» Passage provided
- - - - -

People often reach out to me for suggestions on how to keep exploring RVA and continuing family outings once kids are in school, so I wanted to share some things that have helped us with this.
Recognize the Back to School Transition
This sounds obvious, but if you’ve been taking your child out during the week prior to the kindergarten, know that you will need to gauge their energy, stimulation, and interest level a lot before trying big weekend outings, especially the first few weeks of school. Of course, we miss our kids and want to make the most of our time together on the weekends, but you don’t want a child who’s so exhausted from the weekend that they’re melting down on Monday morning.
Try laying low for the first few weekends while you and your child adjust to the school schedule. If you do a big outing on a Saturday, stay home, or do something more low-key on Sunday. Keep weekdays simple and routine for the first weeks of school.
Prioritize and Communicate
My kids know from both my words and actions that spending time as a family is one of our highest priorities. They just expect that our weekends will involve time together. They also know that being outside is important for them as individuals and for our entire family. Less important things, like watching TV, need to come after we’ve spent time outside. Once you define your priorities, your children are likely to receive it better when you share the weekend plans with them. My kids don’t complain about family hikes because it’s just ingrained in them that it’s what our family does. Choose how your family would like to spend time together and communicate with your crew.
Maximize Weeknights
For me, the best thing about adventuring with my kids is connecting with them. Weeknights are often busy, especially once their activities begin. My son’s love language is being outdoors. He relaxes, opens up to me, and we just enjoy one another even more when we’re outdoors together. A simple way to connect with my son and be outside together is during my daughter’s dance class. Instead of spending an hour waiting in the studio’s waiting room, we drive to a nearby public school playground and he rides his scooter and talks with me all about the latest 1st grade happenings. Some weeks we switch it up and go to a different park and play soccer. It takes little effort on my part, just packing the scooter, helmet, and a ball, and it is worth it for an hour together.

- - - - -

Excerpts from location labeling data
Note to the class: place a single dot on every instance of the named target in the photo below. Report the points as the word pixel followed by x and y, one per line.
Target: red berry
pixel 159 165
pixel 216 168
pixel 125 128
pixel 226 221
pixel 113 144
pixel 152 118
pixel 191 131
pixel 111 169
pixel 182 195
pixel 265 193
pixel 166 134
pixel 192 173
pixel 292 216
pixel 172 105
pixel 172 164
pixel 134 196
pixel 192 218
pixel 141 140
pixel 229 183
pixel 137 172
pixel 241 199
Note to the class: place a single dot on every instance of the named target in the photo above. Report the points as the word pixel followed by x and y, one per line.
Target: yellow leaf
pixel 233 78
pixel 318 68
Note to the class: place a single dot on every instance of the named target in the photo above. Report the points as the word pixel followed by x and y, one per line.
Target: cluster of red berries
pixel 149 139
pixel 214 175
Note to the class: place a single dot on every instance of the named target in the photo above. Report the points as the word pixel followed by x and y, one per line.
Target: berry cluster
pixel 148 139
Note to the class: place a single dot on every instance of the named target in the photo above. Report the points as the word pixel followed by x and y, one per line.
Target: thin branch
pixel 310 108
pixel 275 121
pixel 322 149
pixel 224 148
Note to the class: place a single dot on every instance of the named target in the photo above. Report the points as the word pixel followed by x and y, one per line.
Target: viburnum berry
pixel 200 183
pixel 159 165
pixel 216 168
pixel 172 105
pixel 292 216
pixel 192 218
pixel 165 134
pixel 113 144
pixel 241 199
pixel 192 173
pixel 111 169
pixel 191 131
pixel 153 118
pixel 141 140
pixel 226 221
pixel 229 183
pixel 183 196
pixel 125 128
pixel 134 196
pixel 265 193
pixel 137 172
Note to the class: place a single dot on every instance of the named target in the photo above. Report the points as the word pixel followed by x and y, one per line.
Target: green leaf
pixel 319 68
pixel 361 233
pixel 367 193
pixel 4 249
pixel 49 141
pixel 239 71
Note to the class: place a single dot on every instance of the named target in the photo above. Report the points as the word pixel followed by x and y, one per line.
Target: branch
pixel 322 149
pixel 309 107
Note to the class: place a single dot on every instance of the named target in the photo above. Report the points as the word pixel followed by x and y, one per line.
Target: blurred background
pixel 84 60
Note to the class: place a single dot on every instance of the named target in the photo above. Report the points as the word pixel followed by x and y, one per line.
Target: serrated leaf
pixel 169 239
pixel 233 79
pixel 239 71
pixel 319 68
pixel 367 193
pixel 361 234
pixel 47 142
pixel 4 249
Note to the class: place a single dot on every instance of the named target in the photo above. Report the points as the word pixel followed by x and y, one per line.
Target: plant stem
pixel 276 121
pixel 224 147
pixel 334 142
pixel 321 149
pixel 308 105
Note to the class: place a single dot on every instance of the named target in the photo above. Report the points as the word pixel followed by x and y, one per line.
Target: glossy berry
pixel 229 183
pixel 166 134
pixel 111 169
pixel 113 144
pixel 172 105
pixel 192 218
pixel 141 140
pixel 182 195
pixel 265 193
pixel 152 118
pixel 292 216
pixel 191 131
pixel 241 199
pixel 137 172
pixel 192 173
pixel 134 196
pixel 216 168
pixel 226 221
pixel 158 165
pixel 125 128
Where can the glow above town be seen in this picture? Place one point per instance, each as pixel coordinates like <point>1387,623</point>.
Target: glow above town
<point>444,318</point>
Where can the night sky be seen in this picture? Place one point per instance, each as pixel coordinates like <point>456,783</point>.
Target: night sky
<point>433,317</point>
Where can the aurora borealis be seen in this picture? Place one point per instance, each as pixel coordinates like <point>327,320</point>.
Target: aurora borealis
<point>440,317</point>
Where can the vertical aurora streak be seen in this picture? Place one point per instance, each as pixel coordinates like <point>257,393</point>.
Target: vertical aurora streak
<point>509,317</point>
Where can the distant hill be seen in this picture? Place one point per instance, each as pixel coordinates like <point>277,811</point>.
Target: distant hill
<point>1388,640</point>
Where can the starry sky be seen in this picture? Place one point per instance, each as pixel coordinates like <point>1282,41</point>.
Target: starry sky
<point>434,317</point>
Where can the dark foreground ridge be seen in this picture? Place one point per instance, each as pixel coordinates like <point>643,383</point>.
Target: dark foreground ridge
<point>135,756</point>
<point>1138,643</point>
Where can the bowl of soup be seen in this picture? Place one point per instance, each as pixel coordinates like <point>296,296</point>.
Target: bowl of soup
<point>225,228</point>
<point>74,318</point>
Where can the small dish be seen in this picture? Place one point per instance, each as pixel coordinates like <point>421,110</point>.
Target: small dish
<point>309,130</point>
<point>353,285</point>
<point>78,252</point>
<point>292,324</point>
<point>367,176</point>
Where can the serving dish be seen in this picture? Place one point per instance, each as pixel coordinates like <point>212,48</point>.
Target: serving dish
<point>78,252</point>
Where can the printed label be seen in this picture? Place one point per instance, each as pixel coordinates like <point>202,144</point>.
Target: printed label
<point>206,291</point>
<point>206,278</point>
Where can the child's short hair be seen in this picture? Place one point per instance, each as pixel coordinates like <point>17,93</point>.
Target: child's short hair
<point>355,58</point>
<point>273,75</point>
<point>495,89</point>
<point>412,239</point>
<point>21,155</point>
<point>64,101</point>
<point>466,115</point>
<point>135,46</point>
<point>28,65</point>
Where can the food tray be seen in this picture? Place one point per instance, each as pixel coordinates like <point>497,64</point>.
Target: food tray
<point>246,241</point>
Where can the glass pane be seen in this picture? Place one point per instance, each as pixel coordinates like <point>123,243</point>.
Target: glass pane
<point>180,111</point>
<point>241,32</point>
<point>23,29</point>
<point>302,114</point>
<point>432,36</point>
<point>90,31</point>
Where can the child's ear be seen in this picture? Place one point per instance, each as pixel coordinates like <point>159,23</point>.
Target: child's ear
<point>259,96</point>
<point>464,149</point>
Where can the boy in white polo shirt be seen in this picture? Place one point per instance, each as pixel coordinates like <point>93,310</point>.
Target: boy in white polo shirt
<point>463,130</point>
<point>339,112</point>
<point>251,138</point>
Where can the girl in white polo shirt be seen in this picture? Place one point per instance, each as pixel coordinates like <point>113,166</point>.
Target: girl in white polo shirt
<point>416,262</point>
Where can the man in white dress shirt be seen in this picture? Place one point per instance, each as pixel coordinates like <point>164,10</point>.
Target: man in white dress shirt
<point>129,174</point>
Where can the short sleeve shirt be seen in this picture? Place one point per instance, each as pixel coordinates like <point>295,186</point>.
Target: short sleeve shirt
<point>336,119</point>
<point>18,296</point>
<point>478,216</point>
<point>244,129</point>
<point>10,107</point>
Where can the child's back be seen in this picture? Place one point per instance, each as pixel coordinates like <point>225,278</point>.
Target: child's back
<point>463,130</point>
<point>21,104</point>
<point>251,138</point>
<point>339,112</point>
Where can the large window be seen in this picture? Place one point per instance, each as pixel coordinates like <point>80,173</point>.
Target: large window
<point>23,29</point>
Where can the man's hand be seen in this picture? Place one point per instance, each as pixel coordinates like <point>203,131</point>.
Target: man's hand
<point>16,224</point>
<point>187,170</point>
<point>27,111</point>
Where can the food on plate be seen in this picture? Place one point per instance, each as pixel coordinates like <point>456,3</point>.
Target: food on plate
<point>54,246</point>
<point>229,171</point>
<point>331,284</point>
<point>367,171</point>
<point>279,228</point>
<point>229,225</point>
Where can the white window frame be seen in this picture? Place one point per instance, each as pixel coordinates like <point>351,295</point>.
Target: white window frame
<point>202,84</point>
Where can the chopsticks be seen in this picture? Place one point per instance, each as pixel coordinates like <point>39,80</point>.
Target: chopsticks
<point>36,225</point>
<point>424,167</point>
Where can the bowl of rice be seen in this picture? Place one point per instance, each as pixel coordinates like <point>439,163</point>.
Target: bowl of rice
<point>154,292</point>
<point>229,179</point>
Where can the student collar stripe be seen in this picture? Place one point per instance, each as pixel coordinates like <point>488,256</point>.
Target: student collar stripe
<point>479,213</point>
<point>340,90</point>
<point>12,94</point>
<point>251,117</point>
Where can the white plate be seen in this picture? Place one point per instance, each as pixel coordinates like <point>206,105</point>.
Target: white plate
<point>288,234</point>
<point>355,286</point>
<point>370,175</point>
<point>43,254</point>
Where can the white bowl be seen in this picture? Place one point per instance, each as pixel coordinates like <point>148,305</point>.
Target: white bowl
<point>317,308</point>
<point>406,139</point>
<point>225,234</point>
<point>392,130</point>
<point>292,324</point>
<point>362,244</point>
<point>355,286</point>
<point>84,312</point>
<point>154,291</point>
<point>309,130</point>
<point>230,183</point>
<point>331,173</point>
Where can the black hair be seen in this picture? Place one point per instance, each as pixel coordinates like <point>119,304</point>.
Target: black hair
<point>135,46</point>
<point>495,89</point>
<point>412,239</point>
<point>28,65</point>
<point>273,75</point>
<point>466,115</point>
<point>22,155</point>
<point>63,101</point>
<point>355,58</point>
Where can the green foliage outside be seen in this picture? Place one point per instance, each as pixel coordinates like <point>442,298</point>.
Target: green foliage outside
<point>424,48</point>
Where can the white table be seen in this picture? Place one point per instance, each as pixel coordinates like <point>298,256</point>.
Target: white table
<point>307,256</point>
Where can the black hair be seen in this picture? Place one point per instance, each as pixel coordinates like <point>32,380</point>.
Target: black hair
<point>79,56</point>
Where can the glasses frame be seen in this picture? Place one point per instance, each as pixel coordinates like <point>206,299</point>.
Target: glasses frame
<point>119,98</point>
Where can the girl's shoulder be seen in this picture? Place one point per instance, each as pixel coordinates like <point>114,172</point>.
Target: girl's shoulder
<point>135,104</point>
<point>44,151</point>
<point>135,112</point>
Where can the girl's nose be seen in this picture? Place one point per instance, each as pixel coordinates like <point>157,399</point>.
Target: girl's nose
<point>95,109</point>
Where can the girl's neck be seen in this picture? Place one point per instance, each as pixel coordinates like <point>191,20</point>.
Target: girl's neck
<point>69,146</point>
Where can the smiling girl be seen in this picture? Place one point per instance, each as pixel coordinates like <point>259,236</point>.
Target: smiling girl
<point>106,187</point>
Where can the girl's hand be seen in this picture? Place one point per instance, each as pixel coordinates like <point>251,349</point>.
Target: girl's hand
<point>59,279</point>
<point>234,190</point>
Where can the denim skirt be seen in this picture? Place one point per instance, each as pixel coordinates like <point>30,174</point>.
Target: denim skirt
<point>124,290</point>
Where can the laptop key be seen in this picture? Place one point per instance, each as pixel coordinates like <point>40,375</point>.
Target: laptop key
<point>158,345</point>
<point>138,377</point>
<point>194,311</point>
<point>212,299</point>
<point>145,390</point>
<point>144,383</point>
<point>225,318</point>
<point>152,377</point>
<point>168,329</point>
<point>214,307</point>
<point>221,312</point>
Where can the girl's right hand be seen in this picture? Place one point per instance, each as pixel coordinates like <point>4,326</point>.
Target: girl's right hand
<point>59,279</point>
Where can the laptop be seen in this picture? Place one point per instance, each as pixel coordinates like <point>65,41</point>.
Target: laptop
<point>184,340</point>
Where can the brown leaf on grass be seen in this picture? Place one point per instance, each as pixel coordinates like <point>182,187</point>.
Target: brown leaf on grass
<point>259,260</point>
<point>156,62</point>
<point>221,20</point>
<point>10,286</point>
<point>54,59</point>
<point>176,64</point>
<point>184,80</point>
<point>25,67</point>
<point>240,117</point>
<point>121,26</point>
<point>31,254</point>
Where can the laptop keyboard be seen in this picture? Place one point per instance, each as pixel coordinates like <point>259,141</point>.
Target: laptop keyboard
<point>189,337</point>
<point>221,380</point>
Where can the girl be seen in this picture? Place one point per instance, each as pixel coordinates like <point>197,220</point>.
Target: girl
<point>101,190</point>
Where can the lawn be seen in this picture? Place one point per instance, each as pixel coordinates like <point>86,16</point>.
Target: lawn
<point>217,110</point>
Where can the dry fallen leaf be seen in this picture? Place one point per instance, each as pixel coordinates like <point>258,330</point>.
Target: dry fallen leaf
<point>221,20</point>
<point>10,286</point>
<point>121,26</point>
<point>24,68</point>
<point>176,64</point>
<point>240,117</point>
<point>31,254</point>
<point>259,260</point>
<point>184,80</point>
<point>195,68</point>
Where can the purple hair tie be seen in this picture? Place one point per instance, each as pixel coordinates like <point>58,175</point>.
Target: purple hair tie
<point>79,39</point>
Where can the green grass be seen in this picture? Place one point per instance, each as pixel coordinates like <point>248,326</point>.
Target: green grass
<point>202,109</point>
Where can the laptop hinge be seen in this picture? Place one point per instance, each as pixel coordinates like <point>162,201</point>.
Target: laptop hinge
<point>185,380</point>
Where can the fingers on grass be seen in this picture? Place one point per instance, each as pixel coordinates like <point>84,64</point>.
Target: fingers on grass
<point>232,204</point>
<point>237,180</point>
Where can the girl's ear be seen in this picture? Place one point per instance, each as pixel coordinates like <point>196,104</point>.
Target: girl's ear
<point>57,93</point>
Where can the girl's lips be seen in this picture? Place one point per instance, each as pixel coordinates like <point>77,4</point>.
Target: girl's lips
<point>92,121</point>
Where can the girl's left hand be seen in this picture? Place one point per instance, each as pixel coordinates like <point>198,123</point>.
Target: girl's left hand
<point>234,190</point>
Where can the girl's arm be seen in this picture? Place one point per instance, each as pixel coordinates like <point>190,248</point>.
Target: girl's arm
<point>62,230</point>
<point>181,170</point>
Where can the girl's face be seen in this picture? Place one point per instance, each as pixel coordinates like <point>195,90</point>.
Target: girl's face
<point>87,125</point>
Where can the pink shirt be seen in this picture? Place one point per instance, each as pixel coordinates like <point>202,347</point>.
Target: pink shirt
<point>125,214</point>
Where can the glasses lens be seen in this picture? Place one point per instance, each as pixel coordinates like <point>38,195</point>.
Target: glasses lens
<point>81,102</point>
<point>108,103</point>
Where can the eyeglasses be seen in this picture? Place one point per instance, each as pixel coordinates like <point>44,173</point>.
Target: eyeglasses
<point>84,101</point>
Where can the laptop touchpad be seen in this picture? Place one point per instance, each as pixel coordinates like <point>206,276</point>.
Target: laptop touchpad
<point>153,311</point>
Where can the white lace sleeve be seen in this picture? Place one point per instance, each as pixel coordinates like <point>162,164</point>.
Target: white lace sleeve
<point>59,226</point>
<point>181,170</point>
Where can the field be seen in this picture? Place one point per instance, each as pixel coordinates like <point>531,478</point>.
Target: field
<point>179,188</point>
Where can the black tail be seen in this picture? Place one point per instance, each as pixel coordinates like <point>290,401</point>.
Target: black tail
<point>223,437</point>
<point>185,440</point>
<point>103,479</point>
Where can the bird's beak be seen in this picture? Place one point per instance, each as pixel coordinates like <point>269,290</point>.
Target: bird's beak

- - - - -

» Objective
Continue the piece on keeping up family outings after kids start school, starting right after its final sentence.

» Answer for this exercise
This is what works for us, but of course, there are plenty of alternatives. For example, if your child prefers reading, head to a nearby public library during a sibling’s practice. (Here are a few of my favorite libraries!)
Explore…More!
If one of my children has a game or practice in a new-to-me area, I research it before we go, finding fun spots to check out if there’s time. For example, if your child plays soccer games at the Midlothian YMCA, check out Midlothian Mines Park afterwards!
Or, if your child has a play rehearsal at The Cultural Arts Center at Glen Allen, visit Crump Park with the sibling(s), or explore with everyone after rehearsal.
Embrace Weekend Warrior Status
When my daughter started school I remember thinking, “She’s going to spend more time with her teacher than with me,” and it made me so sad! Now I just think of it as a reason to make the most of our weekend time together. If it’s a simple picnic at Brown’s Island or a challenging hike, I know that we cherish our weekends. I love to make fun family plans, and adjust them as the needs of my kids change and evolve.